Let’s not pretend this is a fluke. The headlines are screaming about the AI spending spiral, with the “Big Four” hyperscalers lighting $650 billion on fire in pursuit of machine learning glory. Investors, meanwhile, are quietly rotating out of software and into old-economy stocks, think industrials, energy, and even the battered consumer names. The result? The S&P 500 Equal Weight Index is breaking out while the market’s poster children for innovation are stuck in the mud. According to Michael Reinking of the NYSE, this split is “interesting.” That’s polite. What’s really happening is a regime change, and the algos are struggling to keep up.

The facts are hard to ignore. The Dow just crossed 50,000 for the first time, a milestone that would have seemed laughable a year ago. Meanwhile, the XLK, which tracks the tech sector, is stuck at $141.06, refusing to budge. The rotation is picking up steam as Wall Street digests the reality that AI’s promise comes with a price tag, and that price tag is finally starting to matter. Investors are asking uncomfortable questions about margins, capital expenditure, and whether the next dollar is better spent on a steel mill than a server farm.

The macro backdrop is adding fuel to the fire. Tariffs are starting to bite, with the full effects set to show up in the January CPI report. Inflation is stubborn, and the Fed is still talking tough. Outgoing Atlanta Fed President Raphael Bostic is on record saying it’s “paramount” to get inflation back to 2%. Translation: don’t expect a dovish pivot just because tech stocks are having a tantrum. Meanwhile, the “K-shaped” economy is becoming more pronounced, with the gap between winners and losers widening by the week.

Cross-asset flows tell the story. Commodities ETFs like DBC are holding steady at $24.01, refusing to roll over despite the macro risks. That’s a signal that investors are hedging their bets, loading up on real assets as a counterweight to the froth in tech. The S&P 500 Equal Weight Index, often dismissed as a sideshow, is suddenly the main event. Historical comparisons are instructive. The last time we saw this kind of rotation was in the aftermath of the dot-com bust, when the market realized that profits actually matter. The difference this time is that the rotation is happening in slow motion, with the big tech names still commanding massive weight in the cap-weighted indices.

_Short exercise 1_
In the rows, begin at the line that contains "For each instance of the stone" and go through the final row, restating every line, requests included. Multiply each coordinate in the answers by 2.2 and round to whole numbers with halves going up, while leaving the numbers in the requests and their format samples unchanged.
The article on the market rotation out of tech stocks and the rows that follow it come from separate sources.

_The records_

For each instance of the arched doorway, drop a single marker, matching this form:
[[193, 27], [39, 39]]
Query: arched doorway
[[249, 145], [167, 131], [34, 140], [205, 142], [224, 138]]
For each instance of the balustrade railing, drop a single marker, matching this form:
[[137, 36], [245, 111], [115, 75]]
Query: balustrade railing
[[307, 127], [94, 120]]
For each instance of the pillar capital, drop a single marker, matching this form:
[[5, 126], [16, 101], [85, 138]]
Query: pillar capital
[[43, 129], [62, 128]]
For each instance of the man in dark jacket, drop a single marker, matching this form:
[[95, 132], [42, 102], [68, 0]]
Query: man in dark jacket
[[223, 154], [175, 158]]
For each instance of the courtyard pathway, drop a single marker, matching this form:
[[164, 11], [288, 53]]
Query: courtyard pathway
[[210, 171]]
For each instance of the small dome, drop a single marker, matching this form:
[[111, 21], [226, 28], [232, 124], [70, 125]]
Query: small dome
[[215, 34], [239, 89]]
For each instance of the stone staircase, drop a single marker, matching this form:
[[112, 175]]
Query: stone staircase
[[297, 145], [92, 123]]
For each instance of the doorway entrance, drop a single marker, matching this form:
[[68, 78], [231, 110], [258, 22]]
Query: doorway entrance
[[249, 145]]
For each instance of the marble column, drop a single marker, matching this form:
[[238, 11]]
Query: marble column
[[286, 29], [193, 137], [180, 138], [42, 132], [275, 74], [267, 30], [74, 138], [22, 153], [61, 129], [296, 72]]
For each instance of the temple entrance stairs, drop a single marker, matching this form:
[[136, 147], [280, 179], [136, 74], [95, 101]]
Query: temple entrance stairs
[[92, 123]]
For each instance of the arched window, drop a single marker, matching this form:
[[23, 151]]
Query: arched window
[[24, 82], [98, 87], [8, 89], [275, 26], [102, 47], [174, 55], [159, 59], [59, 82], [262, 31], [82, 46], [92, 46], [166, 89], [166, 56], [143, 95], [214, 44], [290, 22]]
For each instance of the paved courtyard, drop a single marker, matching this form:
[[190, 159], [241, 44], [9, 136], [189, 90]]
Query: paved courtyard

_Short exercise 2_
Write the next part of the article on the market rotation out of tech stocks, picking up after its last sentence.

_Expected output 1_
For each instance of the stone staircase, drop a single marker, matching this form:
[[112, 175]]
Query: stone staircase
[[653, 319], [202, 271]]
For each instance of the doorway entrance, drop a single marker, matching this form:
[[68, 78], [231, 110], [258, 22]]
Query: doorway entrance
[[548, 319]]
For each instance of the marble column, drop a single marker, matching this form:
[[238, 11]]
Query: marble column
[[629, 64], [425, 301], [396, 304], [92, 290], [605, 163], [587, 66], [163, 304], [48, 337], [134, 284], [651, 158]]
For each instance of the temple entrance stairs, drop a single marker, matching this form:
[[136, 147], [280, 179], [136, 74], [95, 101]]
Query: temple entrance stairs
[[202, 271]]
For each instance of the arched window, drop a single marker, matching this form:
[[23, 151]]
Query: arched window
[[53, 180], [216, 191], [18, 196], [605, 57], [224, 103], [383, 121], [350, 130], [130, 180], [576, 68], [180, 101], [202, 101], [365, 196], [365, 123], [315, 209], [471, 97], [638, 48]]
For each instance of the paved courtyard, drop a single marker, matching this form:
[[190, 159], [241, 44], [9, 136], [189, 90]]
Query: paved courtyard

_Expected output 2_
The analysis is straightforward: the market is re-rating risk. AI is no longer a free lunch, and the companies that spent like drunken sailors in 2025 are being forced to justify every dollar. Investors are voting with their feet, moving capital into sectors with real earnings, real cash flow, and real pricing power. Industrials, energy, and financials are back in vogue, while software and AI-exposed stocks are facing a reckoning. The S&P 500 Equal Weight Index is the canary in the coal mine, signaling that the era of tech dominance may be ending, or at least taking a breather.

Strykr Watch

Technical levels are telling. The XLK is stuck at $141.06, unable to break higher despite multiple attempts. The S&P 500 Equal Weight Index, on the other hand, is in uncharted territory, with no obvious resistance above. Support for XLK sits at $138, with a break below likely to trigger further selling. The Dow’s move above 50,000 is more than just a psychological milestone, it’s a sign that the old-economy trade has legs. Watch for confirmation from volume and breadth indicators. If the rotation continues, expect to see more money flowing into sectors that have been ignored for years.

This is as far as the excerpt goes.